▶ Supplied passage
···

Interesting, Joel, that you say that.  I run FreeBSD on three of my systems, and compared to both Red Hat and Debian Linux, I have found it consistently to be the easiest to set up.  (OTOH, OpenBSD is a different kettle of fish entirely.)

What problems did you run into?

Does anyone else care to relate their *BSD vs. Linux experiences?

David Jones
Monday, December 22, 2003

I've found FreeBSD to be easy to install, yet also easy to screw up after it's installed.

And I can't get Knoppix to install for the life of me.  Can't find the file system on the CD.  Tried two machines, both desktop Dells.  Also tried different versions & everything. 

oh well.

nathan
Monday, December 22, 2003

It depends on who's doing the setting up. Joel mentions that Mandrake would be difficult to setup if you didn't know what "root" means. If that's the case, FreeBSD is probably going to be very difficult (face it, the partition editor and package selector aren't very intuitive).

···

▶ Information provided
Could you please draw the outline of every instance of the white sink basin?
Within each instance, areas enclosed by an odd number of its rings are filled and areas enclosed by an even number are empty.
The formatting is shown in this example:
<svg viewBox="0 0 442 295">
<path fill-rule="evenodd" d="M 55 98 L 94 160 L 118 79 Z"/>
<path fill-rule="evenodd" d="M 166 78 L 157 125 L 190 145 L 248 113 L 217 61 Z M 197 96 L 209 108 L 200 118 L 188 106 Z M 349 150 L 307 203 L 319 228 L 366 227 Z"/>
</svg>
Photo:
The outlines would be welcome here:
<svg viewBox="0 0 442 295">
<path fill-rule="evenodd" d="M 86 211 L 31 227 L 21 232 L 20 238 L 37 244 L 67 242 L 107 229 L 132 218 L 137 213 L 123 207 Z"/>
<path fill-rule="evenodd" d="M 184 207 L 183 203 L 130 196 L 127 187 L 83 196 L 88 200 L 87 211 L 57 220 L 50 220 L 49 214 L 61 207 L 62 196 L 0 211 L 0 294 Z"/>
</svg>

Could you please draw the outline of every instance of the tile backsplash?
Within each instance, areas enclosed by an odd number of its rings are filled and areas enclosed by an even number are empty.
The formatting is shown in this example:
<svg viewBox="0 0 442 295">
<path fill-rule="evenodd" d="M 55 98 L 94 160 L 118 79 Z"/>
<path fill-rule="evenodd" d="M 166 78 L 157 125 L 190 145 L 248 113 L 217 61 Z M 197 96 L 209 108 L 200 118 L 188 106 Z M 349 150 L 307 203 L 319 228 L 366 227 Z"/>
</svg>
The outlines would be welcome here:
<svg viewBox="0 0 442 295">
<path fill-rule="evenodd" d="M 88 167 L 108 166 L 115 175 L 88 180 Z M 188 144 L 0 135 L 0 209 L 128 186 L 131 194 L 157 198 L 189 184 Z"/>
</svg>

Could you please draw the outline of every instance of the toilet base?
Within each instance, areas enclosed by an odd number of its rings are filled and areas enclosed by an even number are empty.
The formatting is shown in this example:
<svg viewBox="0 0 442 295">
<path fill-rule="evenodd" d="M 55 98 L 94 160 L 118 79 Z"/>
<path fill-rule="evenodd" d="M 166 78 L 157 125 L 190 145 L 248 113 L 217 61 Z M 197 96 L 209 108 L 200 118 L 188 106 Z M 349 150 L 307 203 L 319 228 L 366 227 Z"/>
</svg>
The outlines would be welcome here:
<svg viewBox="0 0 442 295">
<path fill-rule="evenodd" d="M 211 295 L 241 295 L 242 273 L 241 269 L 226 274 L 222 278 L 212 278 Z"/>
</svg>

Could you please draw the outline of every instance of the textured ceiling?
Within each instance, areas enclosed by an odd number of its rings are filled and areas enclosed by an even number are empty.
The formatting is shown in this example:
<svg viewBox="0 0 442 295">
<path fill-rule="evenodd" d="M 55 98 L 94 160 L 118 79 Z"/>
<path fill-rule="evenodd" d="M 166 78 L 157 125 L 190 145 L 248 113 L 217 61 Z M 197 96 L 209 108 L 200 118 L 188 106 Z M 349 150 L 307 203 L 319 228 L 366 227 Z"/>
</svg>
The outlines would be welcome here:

···

▶ Exercise task A
In the listing, reproduce word for word every line from the one containing "the textured ceiling?" through the last line of the listing, including both ends.
▶ Exercise task B
Continue the forum discussion about setting up FreeBSD versus Linux from the point where it stops.

▶ Written response A
Could you please draw the outline of every instance of the textured ceiling?
Within each instance, areas enclosed by an odd number of its rings are filled and areas enclosed by an even number are empty.
The formatting is shown in this example:
<svg viewBox="0 0 442 295">
<path fill-rule="evenodd" d="M 55 98 L 94 160 L 118 79 Z"/>
<path fill-rule="evenodd" d="M 166 78 L 157 125 L 190 145 L 248 113 L 217 61 Z M 197 96 L 209 108 L 200 118 L 188 106 Z M 349 150 L 307 203 L 319 228 L 366 227 Z"/>
</svg>
The outlines would be welcome here:

▶ Written response B
But if you DO know what you're doing, it's a breeze. I can have a usable FreeBSD system up and running in 15 minutes.

Nate Silva
Monday, December 22, 2003

Partition editing was particularly irksome. The good distros just handle it automatically and you never think about it again. The not-so-good distros require that you do it yourself, and you're expected to know what size partitions to create, and what kind of filesystems to create on them (the correct answer is not even on the first page of the giant multiple-choice questionnaire).

Joel Spolsky
Monday, December 22, 2003

Joel.
        When you get time why don't you list all your peeves about each distro you've set up. If nothing else, it might persuade the distro vendors to get their act together.

Stephen Jones
Monday, December 22, 2003

I think Stephen has a great idea there ...

Mitch & Murray (from downtown)
Monday, December 22, 2003

"When you get time why don't you list all your peeves about each distro you've set up. If nothing else, it might persuade the distro vendors to get their act together."

I second the motion, but do you really think any of them will listen?

Mike
Monday, December 22, 2003

Not just for the distros, but for FreeBSD too. :-)

(Distro is a Linux term. The whole idea of distros doesn't fit FreeBSD's philosophy of one OS with a single filestructure and a single set of known utilities.)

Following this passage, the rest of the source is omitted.